Material for the task —
=== Begin Enclosure ===

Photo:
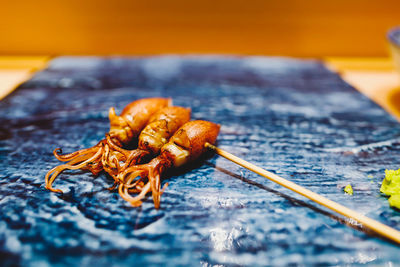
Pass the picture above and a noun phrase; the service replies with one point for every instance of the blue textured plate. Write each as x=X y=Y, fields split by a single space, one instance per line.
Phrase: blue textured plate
x=293 y=117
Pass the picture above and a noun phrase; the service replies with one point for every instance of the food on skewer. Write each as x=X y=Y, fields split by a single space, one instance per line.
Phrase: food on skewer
x=123 y=130
x=186 y=145
x=162 y=125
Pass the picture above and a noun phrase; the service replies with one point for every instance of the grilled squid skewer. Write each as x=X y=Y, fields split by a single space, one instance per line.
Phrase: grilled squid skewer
x=123 y=129
x=163 y=124
x=186 y=145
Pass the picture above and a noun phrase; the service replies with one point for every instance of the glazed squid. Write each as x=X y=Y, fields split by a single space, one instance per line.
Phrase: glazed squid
x=162 y=125
x=123 y=130
x=186 y=145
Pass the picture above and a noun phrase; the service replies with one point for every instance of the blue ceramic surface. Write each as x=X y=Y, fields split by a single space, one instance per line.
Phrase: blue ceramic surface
x=293 y=117
x=394 y=36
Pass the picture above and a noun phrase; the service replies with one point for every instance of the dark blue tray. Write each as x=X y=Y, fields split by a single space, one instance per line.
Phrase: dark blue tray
x=293 y=117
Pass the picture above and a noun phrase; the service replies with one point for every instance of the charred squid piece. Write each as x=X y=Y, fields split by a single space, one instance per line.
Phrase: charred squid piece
x=186 y=145
x=123 y=130
x=162 y=125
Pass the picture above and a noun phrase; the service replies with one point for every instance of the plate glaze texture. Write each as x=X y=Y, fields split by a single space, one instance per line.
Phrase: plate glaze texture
x=292 y=117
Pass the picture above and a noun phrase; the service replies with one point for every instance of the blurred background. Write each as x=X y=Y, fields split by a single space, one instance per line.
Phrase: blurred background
x=310 y=28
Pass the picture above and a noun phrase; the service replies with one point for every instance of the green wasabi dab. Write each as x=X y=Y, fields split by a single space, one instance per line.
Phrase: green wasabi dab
x=348 y=189
x=391 y=187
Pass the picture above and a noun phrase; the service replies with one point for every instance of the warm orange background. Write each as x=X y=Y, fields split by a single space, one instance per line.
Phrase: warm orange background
x=309 y=28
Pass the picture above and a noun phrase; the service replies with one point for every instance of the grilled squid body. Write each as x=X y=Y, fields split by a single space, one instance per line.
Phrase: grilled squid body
x=186 y=145
x=123 y=129
x=163 y=124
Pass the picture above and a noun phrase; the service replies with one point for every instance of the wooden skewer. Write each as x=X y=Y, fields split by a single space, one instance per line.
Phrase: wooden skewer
x=374 y=225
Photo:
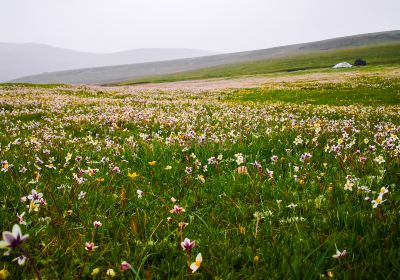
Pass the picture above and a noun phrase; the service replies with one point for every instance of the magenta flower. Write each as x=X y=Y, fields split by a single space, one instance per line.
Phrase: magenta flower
x=89 y=246
x=125 y=266
x=177 y=210
x=13 y=239
x=97 y=224
x=188 y=245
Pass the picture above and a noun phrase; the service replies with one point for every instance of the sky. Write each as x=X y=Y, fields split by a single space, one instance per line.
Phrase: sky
x=218 y=25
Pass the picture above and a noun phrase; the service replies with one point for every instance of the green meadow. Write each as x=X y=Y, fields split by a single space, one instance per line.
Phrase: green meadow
x=295 y=180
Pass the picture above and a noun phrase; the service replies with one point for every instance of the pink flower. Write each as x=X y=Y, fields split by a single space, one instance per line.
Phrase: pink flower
x=13 y=239
x=188 y=245
x=97 y=224
x=177 y=210
x=89 y=246
x=125 y=266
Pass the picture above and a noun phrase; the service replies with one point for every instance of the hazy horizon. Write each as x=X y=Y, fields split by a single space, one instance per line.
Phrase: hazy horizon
x=105 y=26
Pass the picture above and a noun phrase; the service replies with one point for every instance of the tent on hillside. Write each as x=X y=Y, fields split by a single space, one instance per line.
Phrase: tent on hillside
x=343 y=65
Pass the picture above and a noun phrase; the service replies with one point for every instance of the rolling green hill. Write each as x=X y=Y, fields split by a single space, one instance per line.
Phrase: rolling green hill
x=374 y=55
x=376 y=48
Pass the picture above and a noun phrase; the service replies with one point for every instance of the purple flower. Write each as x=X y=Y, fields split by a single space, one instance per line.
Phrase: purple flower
x=125 y=266
x=13 y=239
x=188 y=245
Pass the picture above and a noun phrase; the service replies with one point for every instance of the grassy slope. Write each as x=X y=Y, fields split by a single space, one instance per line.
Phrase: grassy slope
x=221 y=211
x=374 y=55
x=364 y=90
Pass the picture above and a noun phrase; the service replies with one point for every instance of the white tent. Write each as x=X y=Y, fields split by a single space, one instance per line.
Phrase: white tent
x=343 y=65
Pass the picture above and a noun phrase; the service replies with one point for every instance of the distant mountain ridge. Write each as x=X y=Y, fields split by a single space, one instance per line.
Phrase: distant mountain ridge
x=114 y=74
x=18 y=60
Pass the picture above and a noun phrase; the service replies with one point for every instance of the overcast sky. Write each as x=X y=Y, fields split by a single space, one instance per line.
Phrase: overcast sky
x=219 y=25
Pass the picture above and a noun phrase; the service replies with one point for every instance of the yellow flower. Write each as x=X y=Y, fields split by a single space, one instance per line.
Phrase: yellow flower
x=133 y=175
x=95 y=271
x=4 y=273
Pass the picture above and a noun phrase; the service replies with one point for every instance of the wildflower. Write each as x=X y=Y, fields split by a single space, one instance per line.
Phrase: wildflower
x=348 y=186
x=4 y=273
x=188 y=170
x=111 y=272
x=182 y=225
x=256 y=259
x=21 y=260
x=292 y=205
x=35 y=196
x=242 y=170
x=13 y=239
x=201 y=178
x=116 y=169
x=188 y=245
x=133 y=175
x=140 y=193
x=89 y=246
x=97 y=224
x=383 y=190
x=68 y=157
x=339 y=255
x=379 y=160
x=125 y=266
x=33 y=206
x=177 y=210
x=5 y=165
x=378 y=201
x=239 y=159
x=196 y=265
x=305 y=156
x=21 y=218
x=95 y=271
x=81 y=195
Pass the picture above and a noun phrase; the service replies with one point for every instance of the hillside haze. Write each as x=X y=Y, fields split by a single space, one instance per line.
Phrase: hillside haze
x=126 y=72
x=18 y=60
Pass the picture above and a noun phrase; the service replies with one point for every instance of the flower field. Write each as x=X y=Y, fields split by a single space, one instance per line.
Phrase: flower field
x=229 y=184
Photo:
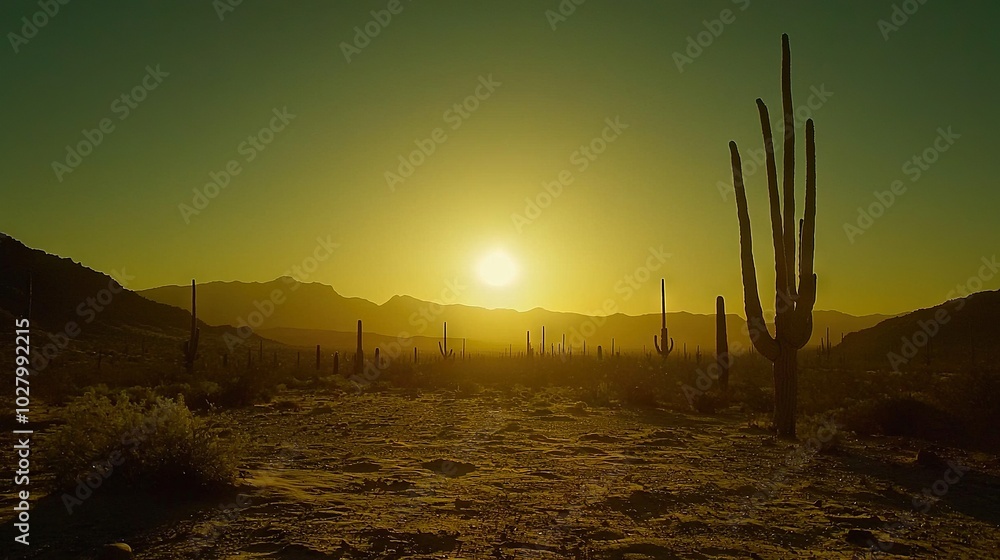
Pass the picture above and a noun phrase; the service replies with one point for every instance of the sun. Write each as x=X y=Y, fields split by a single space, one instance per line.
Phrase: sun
x=497 y=268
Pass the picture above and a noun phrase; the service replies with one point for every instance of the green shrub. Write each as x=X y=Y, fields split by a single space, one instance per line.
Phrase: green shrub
x=156 y=444
x=903 y=416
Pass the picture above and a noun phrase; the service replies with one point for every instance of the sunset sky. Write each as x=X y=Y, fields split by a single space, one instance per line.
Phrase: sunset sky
x=608 y=70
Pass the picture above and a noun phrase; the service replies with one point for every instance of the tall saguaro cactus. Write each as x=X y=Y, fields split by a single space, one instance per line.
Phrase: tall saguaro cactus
x=445 y=353
x=663 y=350
x=191 y=345
x=359 y=354
x=793 y=300
x=722 y=344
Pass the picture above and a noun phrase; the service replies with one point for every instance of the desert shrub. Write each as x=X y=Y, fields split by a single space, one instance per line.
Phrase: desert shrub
x=753 y=397
x=974 y=397
x=706 y=403
x=903 y=416
x=158 y=444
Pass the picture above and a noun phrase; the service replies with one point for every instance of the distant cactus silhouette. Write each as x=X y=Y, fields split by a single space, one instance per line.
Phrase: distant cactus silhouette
x=445 y=353
x=793 y=304
x=721 y=343
x=664 y=350
x=359 y=354
x=191 y=345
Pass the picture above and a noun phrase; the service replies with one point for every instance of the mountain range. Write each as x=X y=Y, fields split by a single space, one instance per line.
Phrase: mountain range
x=304 y=314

=== End Enclosure ===

Exercise details —
Look above for the line with "of the plate" and copy exactly from it through the line with "of the sky.", both included. Omit the pictures.

Reply —
Pass the picture above and a noun phrase; the service replies with one point for every instance of the plate glaze texture. Write each as x=X y=Y, fields split by a single space, one instance per line.
Phrase: plate glaze texture
x=292 y=117
Pass the picture above and a noun phrase; the service replies with one point for every instance of the blurred background. Write each as x=X y=Y, fields split by a single space, one instance per line.
Phrase: blurred background
x=310 y=28
Pass the picture above and a noun phrase; the service replies with one point for every instance of the green wasabi dab. Write each as x=X y=Y, fields split by a single space, one instance per line.
Phrase: green wasabi dab
x=348 y=189
x=391 y=187
Pass the picture above and a noun phrase; the service replies with one point for every instance of the warm orange background. Write each as x=X y=Y, fields split by a single space, one instance per line.
Phrase: warm orange background
x=309 y=28
Pass the picture above and a noun phrase; the service replies with one point for every instance of the grilled squid body. Write each as x=X y=Y, fields split by a single space, one instance per line.
Phrase: grilled squid body
x=186 y=145
x=123 y=129
x=163 y=124
Pass the picture above and a noun phrase; the service replies with one point for every instance of the wooden skewer. Write each as x=X y=Y, fields split by a single space, one instance per line.
Phrase: wooden skewer
x=374 y=225
Photo:
Pass the picture above and a noun phrase; the service replies with one point for every instance of the magenta flower. Write each as x=X y=Y, fields split by a single space, one instance per line.
Phrase: magenta flower
x=89 y=246
x=125 y=266
x=177 y=210
x=13 y=239
x=97 y=224
x=188 y=245
Pass the picture above and a noun phrase; the service replies with one point for every instance of the sky. Write each as x=X y=Y, fields split by a single space, one instance per line.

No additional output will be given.